• [Provided passage]:
* * * * * * *
Fears about the health of the U.S. economy have led the S&P 500 index 13% lower so far in 2022. 

However, some stocks have tremendously outperformed the index. Up 24% year to date, health insurer Cigna (CI -0.10%) has crushed the S&P 500. Is the stock still a buy or has it run up too far, too fast? Let's take a look at the company's fundamentals and valuation to decide.

A solidly growing business

Earlier this month, Cigna released its financial results for the second quarter ended June 30. Once again, the company topped the analyst consensus estimates for revenue and non-GAAP (adjusted) diluted earnings per share (EPS).

Cigna reported $45.5 billion in revenue in Q2, which equates to a 5.4% year-over-year growth rate. For context, this was slightly higher than the $44.3 billion in revenue that analysts were expecting. For the 10th quarter in a row, Cigna surpassed the analyst consensus for revenue.

The company's total customer relationships increased 6.9% over the year-ago period to 191.3 million in the second quarter. Gains in pharmacy, U.S. commercial medical, international health medical, behavioral care, and dental care clients more than offset declines in U.S. government medical and Medicare Part D customers during the quarter. This larger client base explains how revenue edged higher.

Cigna generated $6.22 in adjusted diluted EPS during the quarter, which is equivalent to an 18.7% year-over-year growth rate. This trounced the average analyst adjusted diluted EPS estimate of $5.62. What was behind the company's ninth earnings beat out of the last 10 quarters?

Cigna's higher revenue base and a 20-basis-point expansion in non-GAAP net margin to 4.4% were the primary factors that drove adjusted diluted EPS upward. The other piece of the puzzle was a staggering 7.7% reduction in the company's outstanding share count to 318.3 million, which was due to share buybacks.
* * * * * * *
• [What you will do]:
**1)** According to the article on Cigna's stock, what was Cigna's total number of customer relationships in the second quarter?
**2)** Write the next part of the article on Cigna's stock, picking up after its last sentence.
* * * * * * *
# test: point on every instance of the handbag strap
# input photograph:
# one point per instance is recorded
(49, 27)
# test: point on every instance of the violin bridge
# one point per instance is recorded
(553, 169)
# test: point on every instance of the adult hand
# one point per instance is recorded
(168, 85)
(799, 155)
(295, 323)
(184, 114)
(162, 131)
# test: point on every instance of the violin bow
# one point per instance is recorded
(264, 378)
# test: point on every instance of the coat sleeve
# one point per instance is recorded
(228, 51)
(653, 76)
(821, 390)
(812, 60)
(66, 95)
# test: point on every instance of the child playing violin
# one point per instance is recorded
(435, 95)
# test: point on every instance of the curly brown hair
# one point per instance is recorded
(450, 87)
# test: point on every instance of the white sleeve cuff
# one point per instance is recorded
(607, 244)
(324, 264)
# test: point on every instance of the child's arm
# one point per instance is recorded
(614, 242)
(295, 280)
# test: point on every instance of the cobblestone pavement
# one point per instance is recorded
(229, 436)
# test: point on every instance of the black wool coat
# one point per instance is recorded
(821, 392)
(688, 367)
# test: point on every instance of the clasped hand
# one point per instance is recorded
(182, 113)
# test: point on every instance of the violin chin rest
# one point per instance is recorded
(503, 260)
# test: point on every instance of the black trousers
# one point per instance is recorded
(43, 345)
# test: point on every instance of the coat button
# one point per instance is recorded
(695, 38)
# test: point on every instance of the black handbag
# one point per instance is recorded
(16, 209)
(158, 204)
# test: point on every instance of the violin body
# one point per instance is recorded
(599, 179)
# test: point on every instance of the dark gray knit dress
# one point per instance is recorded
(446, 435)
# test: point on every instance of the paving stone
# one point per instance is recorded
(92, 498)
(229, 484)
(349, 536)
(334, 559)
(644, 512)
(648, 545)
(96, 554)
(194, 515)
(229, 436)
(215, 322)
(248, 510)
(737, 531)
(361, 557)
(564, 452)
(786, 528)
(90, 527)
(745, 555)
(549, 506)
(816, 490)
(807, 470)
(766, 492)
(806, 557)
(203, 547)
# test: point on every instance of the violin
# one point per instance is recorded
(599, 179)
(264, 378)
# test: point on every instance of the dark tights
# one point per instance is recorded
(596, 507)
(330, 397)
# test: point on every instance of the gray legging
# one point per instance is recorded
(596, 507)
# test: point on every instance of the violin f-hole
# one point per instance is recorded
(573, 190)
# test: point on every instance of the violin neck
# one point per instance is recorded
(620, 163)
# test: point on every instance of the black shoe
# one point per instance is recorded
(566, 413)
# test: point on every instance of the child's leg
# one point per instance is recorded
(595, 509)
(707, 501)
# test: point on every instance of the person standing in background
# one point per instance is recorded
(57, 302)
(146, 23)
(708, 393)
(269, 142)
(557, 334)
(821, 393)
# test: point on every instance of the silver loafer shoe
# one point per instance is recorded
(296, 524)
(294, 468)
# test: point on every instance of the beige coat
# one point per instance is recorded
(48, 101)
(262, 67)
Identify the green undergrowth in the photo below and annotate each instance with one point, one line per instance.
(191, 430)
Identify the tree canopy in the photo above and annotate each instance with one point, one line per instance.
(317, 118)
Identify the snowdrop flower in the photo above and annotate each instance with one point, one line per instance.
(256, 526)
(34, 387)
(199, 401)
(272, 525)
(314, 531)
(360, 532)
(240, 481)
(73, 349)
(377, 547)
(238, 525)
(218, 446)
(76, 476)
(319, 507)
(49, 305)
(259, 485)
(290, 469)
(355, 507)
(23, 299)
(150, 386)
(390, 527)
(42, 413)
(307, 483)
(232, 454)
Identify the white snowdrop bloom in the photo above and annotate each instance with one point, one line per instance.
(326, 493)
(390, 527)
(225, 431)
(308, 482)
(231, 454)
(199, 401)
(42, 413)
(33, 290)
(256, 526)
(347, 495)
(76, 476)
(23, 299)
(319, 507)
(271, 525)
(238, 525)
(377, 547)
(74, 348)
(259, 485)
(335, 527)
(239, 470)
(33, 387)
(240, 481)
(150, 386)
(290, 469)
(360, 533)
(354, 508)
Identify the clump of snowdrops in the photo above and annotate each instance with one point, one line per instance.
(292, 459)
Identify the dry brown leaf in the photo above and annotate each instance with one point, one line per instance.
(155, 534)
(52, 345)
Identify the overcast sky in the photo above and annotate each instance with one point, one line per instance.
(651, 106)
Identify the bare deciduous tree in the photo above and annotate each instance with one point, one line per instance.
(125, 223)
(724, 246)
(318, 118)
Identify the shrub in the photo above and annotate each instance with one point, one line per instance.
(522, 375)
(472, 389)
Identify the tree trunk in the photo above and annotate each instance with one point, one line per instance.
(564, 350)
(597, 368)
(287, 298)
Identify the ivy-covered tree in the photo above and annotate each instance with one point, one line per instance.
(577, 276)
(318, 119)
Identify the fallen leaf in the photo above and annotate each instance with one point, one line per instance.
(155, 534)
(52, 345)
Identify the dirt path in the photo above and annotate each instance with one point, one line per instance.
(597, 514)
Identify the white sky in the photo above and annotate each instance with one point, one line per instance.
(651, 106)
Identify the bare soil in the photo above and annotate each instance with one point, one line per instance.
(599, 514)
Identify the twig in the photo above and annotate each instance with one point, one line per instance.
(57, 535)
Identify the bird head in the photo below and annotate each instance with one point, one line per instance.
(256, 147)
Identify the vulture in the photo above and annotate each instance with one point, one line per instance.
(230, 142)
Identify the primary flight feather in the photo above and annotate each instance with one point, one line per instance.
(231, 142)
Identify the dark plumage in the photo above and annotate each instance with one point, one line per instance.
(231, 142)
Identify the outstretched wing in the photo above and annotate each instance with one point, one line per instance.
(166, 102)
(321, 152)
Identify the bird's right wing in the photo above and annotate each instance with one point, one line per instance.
* * * * * * *
• [Responses by item number]:
**1)** 191.3 million

**2)**
Over the next five years, analysts believe that Cigna's adjusted diluted EPS will compound at 11.5% annually thanks to the health insurance industry's promising outlook and the company's huge share repurchase program. 

A pharmacist consults with a customer.

Image source: Getty Images.

Plenty of room for dividend growth

Cigna's 1.6% dividend yield is in line with the S&P 500's yield, so the stock doesn't jump out as an income stock. But that's because it really shines as a dividend growth pick. 

This is evidenced by the fact that Cigna's dividend payout ratio will come in around 19.5% in 2022, providing plenty of room for the dividend to grow. That's why I believe that dividend growth will exceed earnings growth moving forward, which should lead to an annual dividend growth rate in the teens. 

A bargain-bin valuation

Cigna is clearly a flourishing business. Surprisingly, the market isn't valuing it as such. This is made apparent by Cigna's forward price-to-earnings (P/E) ratio of 11.4, which is considerably less than the healthcare plans industry average forward P/E ratio of 16.7.

This sizable discount isn't for a lack of growth prospects: Cigna's expected 11.5% annual earnings growth is just about the same as the industry average of 12.6%. This is what positions the stock as an excellent buy for investors seeking a company with growing income.